### Your instructions
In the op-ed on American maritime strength, rewrite the passage from "This coordination across" up to and including "support large-scale activity.", swapping "cohesive" for "unified".

### Text provided
"""

Build the First Donald J. Trump Maritime Prosperity Zone in Alaska photo

By Bruce Kimbrell (Policy Op-Ed) In the past year, the White House has started turning its Maritime Action Plan and President’s FY2027 budget proposal into real actions through various maritime and industrial initiativ...

By Bruce Kimbrell (Policy Op-Ed)

In the past year, the White House has started turning its Maritime Action Plan and President’s FY2027 budget proposal into real actions through various maritime and industrial initiatives.

Transportation Secretary Sean Duffy has unveiled billions in funding for maritime and port projects. Acting Navy Secretary Hung Cao has shared a focused shipbuilding plan. Meanwhile, Maritime Administrator Stephen Carmel has highlighted the importance of logistics, energy security, and commercial resilience in congressional hearings.

This coordination across federal agencies is important as the country is now using its resources to improve infrastructure and rebuild its maritime capabilities. These efforts are part of a growing national strategy aimed at revitalizing its industry, ensuring supply-chain strength, and decreasing reliance on foreign maritime facilities—all of which rely on building up maritime capacity.

The main challenge is whether the U.S. can effectively coordinate its national efforts to create integrated maritime systems that connect shipping needs, shipbuilding, infrastructure, freight networks, funding, and workforce into a cohesive system that can support large-scale activity.

For successful outcomes, sustained activity rather than isolated projects is key, as sustained activity builds concentration, which in turn fosters maritime power. This is not just a theory; it’s how maritime strength has historically been formed.

Maritime Strength Grows Through Concentration

China’s maritime expansion wasn't about making every coastal city a little bit better. Instead, it focused investment in shipbuilding, manufacturing, port infrastructure, funding, and logistics in a few selected regions that support large-scale industry. This concentration was driven by focused demand through export-based production, state-driven procurement, and shipping routes that stabilized operations.

As a result, China developed regional maritime systems that support global shipbuilding, logistics, and export leadership. While the U.S. can't fully imitate that model, especially regarding overcapacity and non-transparent financing, American leaders can still focus innovation around strong maritime hubs through infrastructure investment and by creating consistent commercial demand.

The U.S. has already seen successful concentration in fields like aerospace in Southern California, tech in Silicon Valley, energy along the Gulf Coast, and naval industry in Hampton Roads. These areas thrived not from one-off projects but from decades of building supportive ecosystems. However, U.S. policymakers have not yet applied this concentration logic specifically to maritime competition.

"""

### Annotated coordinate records

"""

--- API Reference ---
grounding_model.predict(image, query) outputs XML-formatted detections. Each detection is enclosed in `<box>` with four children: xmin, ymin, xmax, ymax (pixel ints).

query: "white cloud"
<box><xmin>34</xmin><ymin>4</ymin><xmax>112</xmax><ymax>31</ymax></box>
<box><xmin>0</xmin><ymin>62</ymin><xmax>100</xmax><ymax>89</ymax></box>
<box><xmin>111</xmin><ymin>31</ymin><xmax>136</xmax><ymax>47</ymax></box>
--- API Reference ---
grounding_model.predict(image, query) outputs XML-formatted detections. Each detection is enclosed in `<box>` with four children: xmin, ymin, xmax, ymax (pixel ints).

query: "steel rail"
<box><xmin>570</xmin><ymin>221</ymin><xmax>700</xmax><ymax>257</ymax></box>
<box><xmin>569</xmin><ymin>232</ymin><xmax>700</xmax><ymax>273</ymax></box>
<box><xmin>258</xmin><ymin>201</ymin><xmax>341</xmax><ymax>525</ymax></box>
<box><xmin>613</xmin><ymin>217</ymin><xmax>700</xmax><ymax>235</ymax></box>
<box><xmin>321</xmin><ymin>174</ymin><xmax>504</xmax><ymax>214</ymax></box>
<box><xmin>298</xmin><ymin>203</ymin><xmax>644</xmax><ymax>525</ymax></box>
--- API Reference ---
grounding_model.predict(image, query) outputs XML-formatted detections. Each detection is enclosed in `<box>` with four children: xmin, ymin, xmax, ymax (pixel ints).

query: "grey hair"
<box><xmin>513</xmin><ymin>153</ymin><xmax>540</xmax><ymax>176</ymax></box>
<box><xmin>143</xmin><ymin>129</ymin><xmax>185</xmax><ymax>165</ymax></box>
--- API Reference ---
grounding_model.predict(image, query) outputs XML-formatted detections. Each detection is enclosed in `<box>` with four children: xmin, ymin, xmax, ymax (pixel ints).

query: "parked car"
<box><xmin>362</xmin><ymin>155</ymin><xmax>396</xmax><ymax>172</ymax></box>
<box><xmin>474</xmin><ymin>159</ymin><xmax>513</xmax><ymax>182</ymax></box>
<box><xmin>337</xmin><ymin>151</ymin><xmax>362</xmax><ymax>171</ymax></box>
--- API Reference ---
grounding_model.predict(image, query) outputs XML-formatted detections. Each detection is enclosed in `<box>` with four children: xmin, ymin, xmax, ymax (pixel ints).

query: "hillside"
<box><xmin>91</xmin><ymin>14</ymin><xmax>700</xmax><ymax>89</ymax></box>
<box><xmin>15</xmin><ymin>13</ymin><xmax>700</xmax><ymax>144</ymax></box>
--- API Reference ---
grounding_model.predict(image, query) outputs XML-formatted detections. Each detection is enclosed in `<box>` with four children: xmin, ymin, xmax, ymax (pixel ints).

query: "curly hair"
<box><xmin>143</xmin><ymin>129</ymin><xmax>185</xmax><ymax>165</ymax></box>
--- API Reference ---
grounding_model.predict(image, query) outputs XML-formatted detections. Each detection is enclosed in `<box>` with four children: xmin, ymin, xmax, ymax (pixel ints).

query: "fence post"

"""

### The answer
This coordination across federal agencies is important as the country is now using its resources to improve infrastructure and rebuild its maritime capabilities. These efforts are part of a growing national strategy aimed at revitalizing its industry, ensuring supply-chain strength, and decreasing reliance on foreign maritime facilities—all of which rely on building up maritime capacity.

The main challenge is whether the U.S. can effectively coordinate its national efforts to create integrated maritime systems that connect shipping needs, shipbuilding, infrastructure, freight networks, funding, and workforce into a unified system that can support large-scale activity.